_Brief_: Can you find every line in the records below that contains the word "Outlines" and copy each one? Match upper and lower case.
--- Begin Data shown ---
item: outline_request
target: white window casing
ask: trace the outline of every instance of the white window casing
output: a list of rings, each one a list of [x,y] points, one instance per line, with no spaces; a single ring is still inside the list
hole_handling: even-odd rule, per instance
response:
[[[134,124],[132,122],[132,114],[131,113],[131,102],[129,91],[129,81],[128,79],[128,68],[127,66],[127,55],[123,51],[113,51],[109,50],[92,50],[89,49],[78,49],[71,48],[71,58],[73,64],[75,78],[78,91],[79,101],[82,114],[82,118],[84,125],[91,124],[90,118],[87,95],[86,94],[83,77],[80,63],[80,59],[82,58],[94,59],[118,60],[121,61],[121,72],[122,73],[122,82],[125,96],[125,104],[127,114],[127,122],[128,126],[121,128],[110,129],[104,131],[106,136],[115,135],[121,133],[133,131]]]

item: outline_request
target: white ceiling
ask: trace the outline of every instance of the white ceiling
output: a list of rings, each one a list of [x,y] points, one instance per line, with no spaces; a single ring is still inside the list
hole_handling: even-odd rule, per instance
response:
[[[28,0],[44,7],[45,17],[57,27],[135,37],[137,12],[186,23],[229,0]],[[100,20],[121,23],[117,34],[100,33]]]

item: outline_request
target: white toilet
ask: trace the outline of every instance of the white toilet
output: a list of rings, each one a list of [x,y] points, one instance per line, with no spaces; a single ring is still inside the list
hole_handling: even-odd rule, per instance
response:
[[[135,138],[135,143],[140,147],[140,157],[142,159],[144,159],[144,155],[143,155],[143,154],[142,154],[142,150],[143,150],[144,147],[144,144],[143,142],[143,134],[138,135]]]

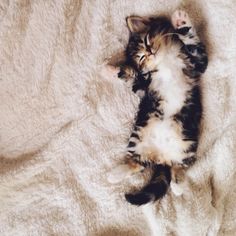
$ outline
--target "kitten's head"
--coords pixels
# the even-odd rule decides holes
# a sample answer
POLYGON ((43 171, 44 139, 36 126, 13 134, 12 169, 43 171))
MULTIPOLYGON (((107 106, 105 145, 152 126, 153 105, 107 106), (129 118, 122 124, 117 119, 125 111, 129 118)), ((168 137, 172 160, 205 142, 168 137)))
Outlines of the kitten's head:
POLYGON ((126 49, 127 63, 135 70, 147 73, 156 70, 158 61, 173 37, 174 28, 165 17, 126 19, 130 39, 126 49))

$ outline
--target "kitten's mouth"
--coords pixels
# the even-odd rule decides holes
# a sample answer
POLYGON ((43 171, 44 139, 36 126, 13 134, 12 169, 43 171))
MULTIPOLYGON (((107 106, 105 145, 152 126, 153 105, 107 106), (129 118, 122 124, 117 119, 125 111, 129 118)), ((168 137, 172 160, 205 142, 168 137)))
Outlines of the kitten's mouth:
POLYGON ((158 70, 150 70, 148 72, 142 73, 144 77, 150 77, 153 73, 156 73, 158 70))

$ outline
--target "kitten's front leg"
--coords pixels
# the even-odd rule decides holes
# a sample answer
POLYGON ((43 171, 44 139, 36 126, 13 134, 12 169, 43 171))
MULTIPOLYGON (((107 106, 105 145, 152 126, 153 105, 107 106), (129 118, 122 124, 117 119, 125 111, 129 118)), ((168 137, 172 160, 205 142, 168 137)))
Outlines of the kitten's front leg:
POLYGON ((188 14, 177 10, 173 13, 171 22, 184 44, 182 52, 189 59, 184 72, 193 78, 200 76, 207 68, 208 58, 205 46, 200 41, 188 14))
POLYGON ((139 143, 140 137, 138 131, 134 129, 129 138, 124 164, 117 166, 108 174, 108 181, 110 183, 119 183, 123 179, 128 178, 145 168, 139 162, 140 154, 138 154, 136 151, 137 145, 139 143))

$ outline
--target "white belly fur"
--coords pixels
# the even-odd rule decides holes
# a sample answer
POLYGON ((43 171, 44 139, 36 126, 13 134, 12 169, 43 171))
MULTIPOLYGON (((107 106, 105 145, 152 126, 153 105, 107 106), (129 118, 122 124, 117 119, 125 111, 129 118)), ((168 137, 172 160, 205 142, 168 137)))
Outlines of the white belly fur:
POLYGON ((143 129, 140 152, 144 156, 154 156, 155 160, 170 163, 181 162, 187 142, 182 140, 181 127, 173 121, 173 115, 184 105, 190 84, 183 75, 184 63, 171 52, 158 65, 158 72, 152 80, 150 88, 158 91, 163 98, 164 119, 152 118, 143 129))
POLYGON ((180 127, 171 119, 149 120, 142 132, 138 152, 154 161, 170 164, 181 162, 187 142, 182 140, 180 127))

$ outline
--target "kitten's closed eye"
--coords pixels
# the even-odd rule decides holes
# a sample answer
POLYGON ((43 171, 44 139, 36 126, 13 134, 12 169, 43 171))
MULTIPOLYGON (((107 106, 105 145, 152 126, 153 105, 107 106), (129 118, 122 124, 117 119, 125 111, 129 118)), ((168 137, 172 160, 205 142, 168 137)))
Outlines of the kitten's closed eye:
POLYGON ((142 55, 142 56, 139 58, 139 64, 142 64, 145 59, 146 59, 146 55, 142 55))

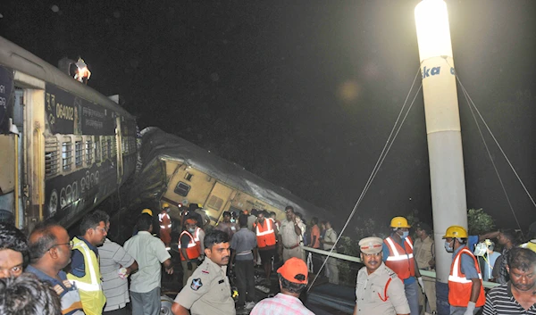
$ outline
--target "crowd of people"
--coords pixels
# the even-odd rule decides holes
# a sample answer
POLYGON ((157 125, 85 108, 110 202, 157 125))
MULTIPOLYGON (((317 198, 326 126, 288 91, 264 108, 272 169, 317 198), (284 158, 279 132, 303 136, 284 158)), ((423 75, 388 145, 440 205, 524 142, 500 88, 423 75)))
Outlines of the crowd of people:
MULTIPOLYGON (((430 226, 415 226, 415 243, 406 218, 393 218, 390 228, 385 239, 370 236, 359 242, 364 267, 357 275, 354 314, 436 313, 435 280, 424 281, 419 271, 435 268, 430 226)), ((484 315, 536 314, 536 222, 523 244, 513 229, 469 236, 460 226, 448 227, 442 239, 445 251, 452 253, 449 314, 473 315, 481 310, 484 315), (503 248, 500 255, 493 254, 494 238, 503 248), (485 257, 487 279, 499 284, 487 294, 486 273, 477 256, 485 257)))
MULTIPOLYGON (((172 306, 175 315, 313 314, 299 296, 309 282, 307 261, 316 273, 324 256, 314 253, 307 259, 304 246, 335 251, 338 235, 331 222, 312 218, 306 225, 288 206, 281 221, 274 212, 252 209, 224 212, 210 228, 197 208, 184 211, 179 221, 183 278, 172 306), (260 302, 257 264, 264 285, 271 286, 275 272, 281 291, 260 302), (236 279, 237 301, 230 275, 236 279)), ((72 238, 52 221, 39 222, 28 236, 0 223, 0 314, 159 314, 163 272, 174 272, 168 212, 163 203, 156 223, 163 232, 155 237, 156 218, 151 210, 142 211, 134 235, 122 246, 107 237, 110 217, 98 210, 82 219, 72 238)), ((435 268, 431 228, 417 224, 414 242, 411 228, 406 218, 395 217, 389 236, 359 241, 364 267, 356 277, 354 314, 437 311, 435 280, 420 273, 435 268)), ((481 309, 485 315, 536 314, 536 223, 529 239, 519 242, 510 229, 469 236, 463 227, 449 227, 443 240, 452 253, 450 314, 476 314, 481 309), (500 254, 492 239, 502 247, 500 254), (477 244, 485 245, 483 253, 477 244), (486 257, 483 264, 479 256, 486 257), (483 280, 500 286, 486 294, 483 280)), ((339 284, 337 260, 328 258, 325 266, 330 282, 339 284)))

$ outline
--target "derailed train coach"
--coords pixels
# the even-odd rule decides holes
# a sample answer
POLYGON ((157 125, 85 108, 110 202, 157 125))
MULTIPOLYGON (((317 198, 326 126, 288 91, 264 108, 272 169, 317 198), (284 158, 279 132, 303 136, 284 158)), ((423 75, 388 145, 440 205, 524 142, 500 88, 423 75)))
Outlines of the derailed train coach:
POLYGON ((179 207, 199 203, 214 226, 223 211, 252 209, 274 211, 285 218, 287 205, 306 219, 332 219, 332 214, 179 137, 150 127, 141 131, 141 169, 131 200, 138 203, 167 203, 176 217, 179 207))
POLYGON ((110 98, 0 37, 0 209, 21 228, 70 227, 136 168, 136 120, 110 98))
--- End Data shown ---
--- Begin Data shown ---
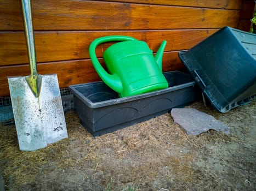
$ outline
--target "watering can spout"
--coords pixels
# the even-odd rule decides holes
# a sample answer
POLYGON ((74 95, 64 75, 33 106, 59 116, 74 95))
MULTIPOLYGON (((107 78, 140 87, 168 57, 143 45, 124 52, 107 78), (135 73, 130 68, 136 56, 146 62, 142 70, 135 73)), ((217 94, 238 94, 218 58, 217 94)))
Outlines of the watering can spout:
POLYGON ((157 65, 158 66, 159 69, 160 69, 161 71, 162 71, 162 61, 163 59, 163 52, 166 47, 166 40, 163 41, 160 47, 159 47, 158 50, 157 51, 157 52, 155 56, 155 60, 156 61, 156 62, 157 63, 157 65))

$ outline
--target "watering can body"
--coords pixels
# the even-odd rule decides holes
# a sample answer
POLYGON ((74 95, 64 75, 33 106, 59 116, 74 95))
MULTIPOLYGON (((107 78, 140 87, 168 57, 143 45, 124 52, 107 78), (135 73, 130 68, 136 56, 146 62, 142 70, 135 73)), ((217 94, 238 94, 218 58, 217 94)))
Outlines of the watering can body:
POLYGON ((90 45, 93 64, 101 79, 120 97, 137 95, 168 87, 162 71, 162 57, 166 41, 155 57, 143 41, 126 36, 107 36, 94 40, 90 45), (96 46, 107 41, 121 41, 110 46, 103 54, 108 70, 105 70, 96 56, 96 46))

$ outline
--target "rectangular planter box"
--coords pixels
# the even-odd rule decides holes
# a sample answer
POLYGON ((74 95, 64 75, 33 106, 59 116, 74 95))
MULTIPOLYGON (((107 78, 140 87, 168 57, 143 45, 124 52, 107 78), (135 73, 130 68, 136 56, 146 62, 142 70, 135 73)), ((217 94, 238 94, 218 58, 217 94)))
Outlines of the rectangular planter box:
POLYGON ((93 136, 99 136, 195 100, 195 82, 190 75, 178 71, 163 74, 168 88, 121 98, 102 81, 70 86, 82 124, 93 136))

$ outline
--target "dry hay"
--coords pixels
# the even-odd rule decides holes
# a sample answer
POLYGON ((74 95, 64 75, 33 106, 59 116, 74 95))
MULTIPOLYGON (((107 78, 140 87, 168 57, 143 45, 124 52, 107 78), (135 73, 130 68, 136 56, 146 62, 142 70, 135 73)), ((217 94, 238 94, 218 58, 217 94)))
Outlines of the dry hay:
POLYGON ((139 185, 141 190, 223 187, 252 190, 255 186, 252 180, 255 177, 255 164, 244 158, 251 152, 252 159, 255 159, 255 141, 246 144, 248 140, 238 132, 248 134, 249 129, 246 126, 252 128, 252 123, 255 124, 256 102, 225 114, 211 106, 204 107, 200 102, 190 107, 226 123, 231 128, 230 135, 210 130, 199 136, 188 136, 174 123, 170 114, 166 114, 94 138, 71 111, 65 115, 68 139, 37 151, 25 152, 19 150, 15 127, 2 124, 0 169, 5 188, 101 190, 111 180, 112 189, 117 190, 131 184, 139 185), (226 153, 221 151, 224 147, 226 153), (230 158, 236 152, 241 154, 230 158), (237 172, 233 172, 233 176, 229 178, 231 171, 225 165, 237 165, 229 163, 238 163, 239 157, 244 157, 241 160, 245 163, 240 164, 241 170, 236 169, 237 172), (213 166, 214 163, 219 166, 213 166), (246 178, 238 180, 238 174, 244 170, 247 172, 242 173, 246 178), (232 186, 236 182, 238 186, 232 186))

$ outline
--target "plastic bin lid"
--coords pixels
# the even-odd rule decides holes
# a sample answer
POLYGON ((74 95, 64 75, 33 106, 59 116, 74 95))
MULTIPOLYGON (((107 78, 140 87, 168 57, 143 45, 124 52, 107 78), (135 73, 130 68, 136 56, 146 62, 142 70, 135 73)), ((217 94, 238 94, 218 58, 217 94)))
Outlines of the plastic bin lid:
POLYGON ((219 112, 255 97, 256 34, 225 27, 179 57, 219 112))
--- End Data shown ---
_Expected output_:
Outlines of the kitten's head:
Outlines of the kitten's mouth:
Outlines of the kitten's front leg:
Outlines of the white belly fur:
Outlines of the kitten's closed eye:
Outlines of the crowd of people:
Outlines of the derailed train coach:
Outlines of the watering can spout:
Outlines of the watering can body:
Outlines of the rectangular planter box:
Outlines of the dry hay:
Outlines of the plastic bin lid:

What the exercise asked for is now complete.